▶ [CONSEGNA 1]
Estrai tutte le righe dei record sottostanti e riportale identiche, senza alcuna modifica.

“Adolescence” scala la classifica dei contenuti Netflix in lingua inglese più visti di sempre
Già superati i risultati della prima e terza stagione di “Bridgerton”Per restare aggiornato entra nel nostro canale Whatsapp
Tra gli show televisivi che più di altri nell’ultimo periodo hanno innescato un dibattito costruttivo sulla nostra società, c’è senza dubbio “Adolescence”. La miniserie britannica in esclusiva su Netflix è apparsa come un fulmine a ciel sereno per scoprire le carte sulle devianze e fragilità nel mondo degli adolescenti, tra le conseguenze drammatiche del cyberbullismo e delle comunità online all’interno della cosiddetta “manosfera”.

▶ [DATI DI LAVORO]
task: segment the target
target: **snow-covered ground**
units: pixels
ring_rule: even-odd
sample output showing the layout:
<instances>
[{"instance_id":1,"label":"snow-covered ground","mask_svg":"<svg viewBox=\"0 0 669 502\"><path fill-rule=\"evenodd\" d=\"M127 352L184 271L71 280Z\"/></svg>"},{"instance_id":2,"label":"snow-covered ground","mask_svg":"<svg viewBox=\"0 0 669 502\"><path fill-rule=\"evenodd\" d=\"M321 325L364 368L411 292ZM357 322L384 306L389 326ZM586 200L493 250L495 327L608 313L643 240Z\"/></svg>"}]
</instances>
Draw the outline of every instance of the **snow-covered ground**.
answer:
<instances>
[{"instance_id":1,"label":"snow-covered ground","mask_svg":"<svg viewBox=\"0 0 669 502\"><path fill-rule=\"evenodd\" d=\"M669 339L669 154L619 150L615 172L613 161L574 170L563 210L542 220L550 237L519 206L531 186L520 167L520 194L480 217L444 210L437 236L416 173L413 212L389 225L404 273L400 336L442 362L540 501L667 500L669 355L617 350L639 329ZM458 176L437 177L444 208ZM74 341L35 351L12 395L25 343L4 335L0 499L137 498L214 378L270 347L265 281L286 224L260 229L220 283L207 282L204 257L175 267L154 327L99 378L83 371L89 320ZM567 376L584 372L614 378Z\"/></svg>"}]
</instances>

▶ [CONSEGNA 2]
Nel testo su "Adolescence", di quali stagioni di "Bridgerton" la miniserie ha già superato i risultati?

▶ [OUTPUT COMPLETO 1]
task: segment the target
target: **snow-covered ground**
units: pixels
ring_rule: even-odd
sample output showing the layout:
<instances>
[{"instance_id":1,"label":"snow-covered ground","mask_svg":"<svg viewBox=\"0 0 669 502\"><path fill-rule=\"evenodd\" d=\"M127 352L184 271L71 280Z\"/></svg>"},{"instance_id":2,"label":"snow-covered ground","mask_svg":"<svg viewBox=\"0 0 669 502\"><path fill-rule=\"evenodd\" d=\"M321 325L364 368L411 292ZM357 322L384 306L389 326ZM586 200L493 250L495 327L608 313L643 240Z\"/></svg>"}]
</instances>
Draw the outline of every instance of the **snow-covered ground**.
answer:
<instances>
[{"instance_id":1,"label":"snow-covered ground","mask_svg":"<svg viewBox=\"0 0 669 502\"><path fill-rule=\"evenodd\" d=\"M669 339L669 154L619 150L615 172L613 161L574 170L563 210L542 220L550 237L519 206L531 186L520 167L520 194L480 217L444 210L437 236L416 173L413 212L389 225L404 273L400 336L442 362L540 501L667 500L669 355L617 350L639 329ZM458 176L437 177L444 208ZM74 341L35 351L12 395L25 343L4 335L0 499L137 498L214 378L270 347L265 281L286 224L260 229L220 283L207 282L204 257L175 267L154 327L99 378L83 371L89 320ZM567 376L584 372L614 378Z\"/></svg>"}]
</instances>

▶ [OUTPUT COMPLETO 2]
Della prima e della terza stagione.